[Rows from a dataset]
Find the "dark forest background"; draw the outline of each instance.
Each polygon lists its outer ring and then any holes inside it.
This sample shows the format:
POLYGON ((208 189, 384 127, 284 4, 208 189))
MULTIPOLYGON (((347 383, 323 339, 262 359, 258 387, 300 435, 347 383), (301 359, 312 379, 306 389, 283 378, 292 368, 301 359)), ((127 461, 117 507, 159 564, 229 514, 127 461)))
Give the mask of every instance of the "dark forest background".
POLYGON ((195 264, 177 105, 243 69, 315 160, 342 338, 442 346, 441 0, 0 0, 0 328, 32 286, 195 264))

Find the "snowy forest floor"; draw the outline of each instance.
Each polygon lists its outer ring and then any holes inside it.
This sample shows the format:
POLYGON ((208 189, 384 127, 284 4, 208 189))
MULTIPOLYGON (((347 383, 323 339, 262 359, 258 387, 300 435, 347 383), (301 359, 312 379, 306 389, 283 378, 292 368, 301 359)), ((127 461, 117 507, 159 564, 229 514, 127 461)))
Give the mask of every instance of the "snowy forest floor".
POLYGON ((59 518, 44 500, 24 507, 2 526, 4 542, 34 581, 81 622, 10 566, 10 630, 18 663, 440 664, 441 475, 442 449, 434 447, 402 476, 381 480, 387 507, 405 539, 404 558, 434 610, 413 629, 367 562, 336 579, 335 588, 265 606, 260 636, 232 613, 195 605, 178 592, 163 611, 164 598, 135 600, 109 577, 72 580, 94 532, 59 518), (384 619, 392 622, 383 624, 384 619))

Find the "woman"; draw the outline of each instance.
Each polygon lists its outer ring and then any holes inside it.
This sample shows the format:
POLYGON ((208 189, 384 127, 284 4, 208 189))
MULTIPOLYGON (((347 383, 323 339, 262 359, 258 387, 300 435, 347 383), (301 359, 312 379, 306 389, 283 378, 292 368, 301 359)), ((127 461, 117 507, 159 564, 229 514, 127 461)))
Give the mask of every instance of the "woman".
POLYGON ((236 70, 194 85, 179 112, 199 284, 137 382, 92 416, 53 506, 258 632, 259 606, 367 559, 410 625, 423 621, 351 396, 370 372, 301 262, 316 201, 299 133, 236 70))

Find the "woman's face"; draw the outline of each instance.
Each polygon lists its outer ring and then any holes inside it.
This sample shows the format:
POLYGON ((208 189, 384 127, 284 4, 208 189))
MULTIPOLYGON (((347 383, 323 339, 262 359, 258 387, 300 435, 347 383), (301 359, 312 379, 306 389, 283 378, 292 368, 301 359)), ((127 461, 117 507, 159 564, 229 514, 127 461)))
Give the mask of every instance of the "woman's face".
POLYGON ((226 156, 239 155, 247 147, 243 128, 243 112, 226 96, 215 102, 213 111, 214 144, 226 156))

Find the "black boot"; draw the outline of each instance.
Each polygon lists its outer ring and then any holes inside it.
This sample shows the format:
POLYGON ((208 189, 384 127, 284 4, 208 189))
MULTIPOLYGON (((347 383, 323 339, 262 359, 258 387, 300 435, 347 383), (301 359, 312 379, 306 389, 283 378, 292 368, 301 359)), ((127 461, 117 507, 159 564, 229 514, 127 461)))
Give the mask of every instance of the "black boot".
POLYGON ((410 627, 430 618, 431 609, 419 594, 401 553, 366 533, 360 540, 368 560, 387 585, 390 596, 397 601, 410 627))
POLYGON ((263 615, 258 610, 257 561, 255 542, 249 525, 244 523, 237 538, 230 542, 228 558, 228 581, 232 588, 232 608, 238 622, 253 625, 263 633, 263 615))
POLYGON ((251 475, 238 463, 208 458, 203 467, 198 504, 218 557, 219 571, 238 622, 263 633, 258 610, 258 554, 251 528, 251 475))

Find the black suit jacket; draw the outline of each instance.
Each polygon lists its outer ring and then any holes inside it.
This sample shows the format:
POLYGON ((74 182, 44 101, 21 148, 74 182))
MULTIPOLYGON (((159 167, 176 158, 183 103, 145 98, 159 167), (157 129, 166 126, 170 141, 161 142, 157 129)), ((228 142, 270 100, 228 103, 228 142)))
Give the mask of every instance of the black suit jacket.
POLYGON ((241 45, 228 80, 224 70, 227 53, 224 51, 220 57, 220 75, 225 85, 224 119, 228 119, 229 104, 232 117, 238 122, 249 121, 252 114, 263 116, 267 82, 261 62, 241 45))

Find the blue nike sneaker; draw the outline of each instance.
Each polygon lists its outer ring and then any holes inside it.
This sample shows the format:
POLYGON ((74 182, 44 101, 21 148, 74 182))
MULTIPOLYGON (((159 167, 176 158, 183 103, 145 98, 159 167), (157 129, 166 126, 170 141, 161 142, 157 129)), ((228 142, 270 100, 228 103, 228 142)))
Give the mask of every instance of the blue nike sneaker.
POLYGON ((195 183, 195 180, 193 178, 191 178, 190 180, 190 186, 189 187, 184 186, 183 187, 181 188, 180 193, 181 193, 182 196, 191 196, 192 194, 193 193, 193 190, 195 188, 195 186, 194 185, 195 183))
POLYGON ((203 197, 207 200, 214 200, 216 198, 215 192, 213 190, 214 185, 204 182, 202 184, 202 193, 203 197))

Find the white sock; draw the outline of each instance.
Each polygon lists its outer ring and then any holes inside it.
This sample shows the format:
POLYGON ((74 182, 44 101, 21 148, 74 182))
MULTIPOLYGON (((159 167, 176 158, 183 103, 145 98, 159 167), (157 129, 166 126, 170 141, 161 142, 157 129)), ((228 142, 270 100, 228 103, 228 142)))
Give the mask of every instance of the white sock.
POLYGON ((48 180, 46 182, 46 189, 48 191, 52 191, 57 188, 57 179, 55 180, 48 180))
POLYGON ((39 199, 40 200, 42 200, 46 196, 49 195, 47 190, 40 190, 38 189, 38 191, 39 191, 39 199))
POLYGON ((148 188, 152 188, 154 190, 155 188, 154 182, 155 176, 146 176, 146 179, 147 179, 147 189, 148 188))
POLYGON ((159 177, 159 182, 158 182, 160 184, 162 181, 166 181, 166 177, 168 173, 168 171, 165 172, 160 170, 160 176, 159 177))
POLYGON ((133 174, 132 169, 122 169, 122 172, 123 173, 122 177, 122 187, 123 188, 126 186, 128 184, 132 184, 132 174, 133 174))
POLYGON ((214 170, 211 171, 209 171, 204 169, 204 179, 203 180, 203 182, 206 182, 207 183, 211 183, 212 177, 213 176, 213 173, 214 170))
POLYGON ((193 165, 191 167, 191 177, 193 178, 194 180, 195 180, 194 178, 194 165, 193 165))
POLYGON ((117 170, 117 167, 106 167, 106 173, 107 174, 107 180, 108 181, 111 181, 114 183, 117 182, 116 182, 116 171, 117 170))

_Short exercise:_ Rewrite the rows from the start through the line containing "POLYGON ((236 70, 194", requests included. Shift every coordinate in the answers by adding -111, leaving the numbers in the requests and their format samples unchanged.

_Output of the task:_
Find the "dark forest background"; draw the outline of each instance.
Each polygon lists its outer ring and then any holes inside it.
This sample shows the format:
POLYGON ((208 189, 384 127, 284 4, 208 189))
MULTIPOLYGON (((347 383, 323 339, 262 359, 258 387, 300 435, 347 383), (301 359, 312 379, 306 389, 283 378, 292 368, 301 359)), ((127 461, 117 507, 159 564, 229 514, 127 461)))
Give the mask of every instance of the "dark forest background".
POLYGON ((84 153, 66 -6, 132 -42, 204 49, 231 227, 331 235, 330 -111, -111 -111, -111 217, -79 175, 84 153))

Find the "snowy forest floor"; draw the outline of each instance.
Each polygon lists its outer ring and then any holes inside it.
This sample shows the format:
POLYGON ((208 189, 384 127, 284 4, 208 189))
MULTIPOLYGON (((347 383, 323 339, 262 359, 258 387, 300 435, 347 383), (301 359, 312 379, 306 389, 283 378, 292 368, 301 359)), ((127 461, 117 507, 159 564, 229 514, 127 461)))
Give the mask of every instance of the "snowy forest floor".
POLYGON ((-52 407, -67 389, -87 396, -109 415, -107 431, -77 470, -30 511, -101 455, -101 519, -93 552, 329 553, 330 364, 331 338, 323 336, 291 365, 270 369, 276 396, 294 428, 293 447, 323 499, 302 518, 256 451, 225 468, 224 477, 154 495, 149 525, 121 502, 84 494, 67 481, 52 500, 53 487, 24 489, -2 466, -39 469, -17 421, -52 407), (273 508, 281 511, 272 513, 273 508))

Find the "woman"; draw the outline of each instance.
Each polygon lists its outer ring and then any holes inside it.
This sample shows the format:
POLYGON ((208 189, 384 127, 284 4, 208 189))
MULTIPOLYGON (((347 383, 323 339, 262 359, 258 387, 300 435, 347 383), (301 359, 312 379, 306 389, 283 378, 292 368, 301 359)), ((127 461, 117 507, 159 564, 229 514, 127 461)))
Give the mask of every instance of the "woman".
POLYGON ((125 -41, 83 -26, 68 1, 88 173, 26 271, -19 305, -58 395, 147 521, 148 495, 256 448, 299 514, 312 510, 240 285, 259 261, 190 151, 205 90, 188 22, 125 -41))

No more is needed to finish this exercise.